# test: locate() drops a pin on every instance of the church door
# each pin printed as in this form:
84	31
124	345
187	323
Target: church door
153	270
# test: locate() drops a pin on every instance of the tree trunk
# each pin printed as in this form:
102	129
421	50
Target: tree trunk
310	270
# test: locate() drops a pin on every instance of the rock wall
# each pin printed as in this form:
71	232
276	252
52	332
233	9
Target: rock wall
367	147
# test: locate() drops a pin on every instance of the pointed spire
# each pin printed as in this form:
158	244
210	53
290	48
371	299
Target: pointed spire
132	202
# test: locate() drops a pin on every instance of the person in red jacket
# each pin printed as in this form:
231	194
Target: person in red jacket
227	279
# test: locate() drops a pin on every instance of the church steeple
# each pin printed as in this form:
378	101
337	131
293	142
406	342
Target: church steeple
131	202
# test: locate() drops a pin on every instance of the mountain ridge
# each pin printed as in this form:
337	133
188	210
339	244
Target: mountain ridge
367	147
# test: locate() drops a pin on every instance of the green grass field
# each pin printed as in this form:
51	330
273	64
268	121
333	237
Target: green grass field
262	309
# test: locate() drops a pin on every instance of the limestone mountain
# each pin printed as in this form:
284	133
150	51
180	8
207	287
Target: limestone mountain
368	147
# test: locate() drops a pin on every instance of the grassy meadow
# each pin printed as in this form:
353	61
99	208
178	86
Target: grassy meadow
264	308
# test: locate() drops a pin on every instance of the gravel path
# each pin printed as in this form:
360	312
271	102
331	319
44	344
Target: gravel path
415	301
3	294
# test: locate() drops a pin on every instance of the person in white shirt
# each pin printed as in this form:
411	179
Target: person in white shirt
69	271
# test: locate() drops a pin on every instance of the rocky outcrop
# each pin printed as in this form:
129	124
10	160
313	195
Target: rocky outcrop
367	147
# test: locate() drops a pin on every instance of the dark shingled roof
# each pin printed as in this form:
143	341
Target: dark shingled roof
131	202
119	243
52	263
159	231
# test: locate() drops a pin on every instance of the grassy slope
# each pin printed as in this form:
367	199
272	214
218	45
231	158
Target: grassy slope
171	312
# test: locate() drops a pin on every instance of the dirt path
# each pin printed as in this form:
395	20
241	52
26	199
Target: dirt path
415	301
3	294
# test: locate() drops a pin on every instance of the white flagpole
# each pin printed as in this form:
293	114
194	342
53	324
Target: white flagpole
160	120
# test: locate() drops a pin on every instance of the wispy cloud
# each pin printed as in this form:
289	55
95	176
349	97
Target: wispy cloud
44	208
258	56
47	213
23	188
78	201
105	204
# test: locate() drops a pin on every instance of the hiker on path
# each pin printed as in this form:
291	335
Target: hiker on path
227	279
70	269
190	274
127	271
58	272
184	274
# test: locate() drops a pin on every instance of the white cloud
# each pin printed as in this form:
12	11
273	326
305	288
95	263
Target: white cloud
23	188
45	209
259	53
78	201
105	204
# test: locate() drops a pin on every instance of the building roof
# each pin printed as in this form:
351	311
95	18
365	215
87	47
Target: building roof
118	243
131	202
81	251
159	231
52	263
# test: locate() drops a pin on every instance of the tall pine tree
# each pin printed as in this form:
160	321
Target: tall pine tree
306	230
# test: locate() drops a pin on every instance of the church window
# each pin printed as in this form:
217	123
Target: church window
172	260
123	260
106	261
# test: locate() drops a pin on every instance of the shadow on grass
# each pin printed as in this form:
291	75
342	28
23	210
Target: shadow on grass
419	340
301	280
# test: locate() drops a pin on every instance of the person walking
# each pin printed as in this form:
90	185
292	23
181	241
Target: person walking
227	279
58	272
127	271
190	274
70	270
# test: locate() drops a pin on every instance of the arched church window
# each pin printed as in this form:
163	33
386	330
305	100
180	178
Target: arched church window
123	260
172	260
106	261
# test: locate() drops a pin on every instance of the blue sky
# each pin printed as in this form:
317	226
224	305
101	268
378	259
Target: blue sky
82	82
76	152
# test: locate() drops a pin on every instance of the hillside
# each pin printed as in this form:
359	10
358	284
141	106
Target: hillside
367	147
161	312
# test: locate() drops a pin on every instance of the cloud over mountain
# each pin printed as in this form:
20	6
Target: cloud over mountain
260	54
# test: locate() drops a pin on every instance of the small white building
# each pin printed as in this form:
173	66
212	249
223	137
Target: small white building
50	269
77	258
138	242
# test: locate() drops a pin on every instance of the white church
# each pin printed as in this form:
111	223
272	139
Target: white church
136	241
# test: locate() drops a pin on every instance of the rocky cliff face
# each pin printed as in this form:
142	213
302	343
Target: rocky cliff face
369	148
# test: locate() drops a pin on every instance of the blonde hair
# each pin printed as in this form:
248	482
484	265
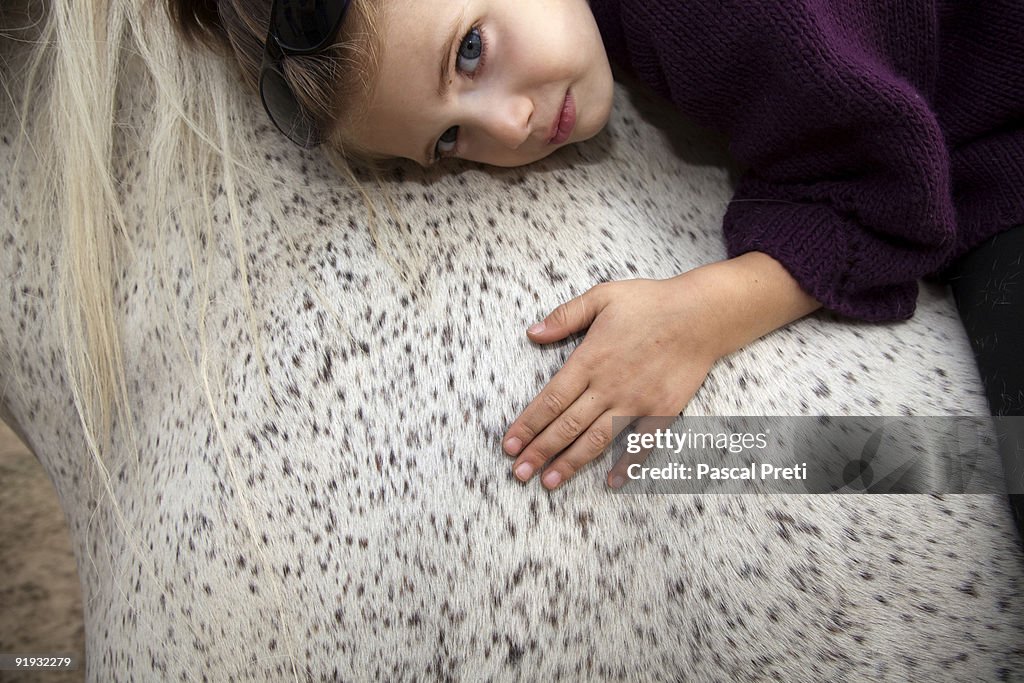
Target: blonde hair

──────

--- EXERCISE ---
Update the part of the entries that opens with the line containing "the blonde hair" and closes with the last line of the entries, replacing "pin" with "marker" and leaving everything else as it is. Omit the pictures from your answer.

--- ANSWER TO THIS TASK ---
# test: locate() drops a marker on every instance of the blonde hair
# each marker printed as in this form:
248	482
484	265
Target: blonde hair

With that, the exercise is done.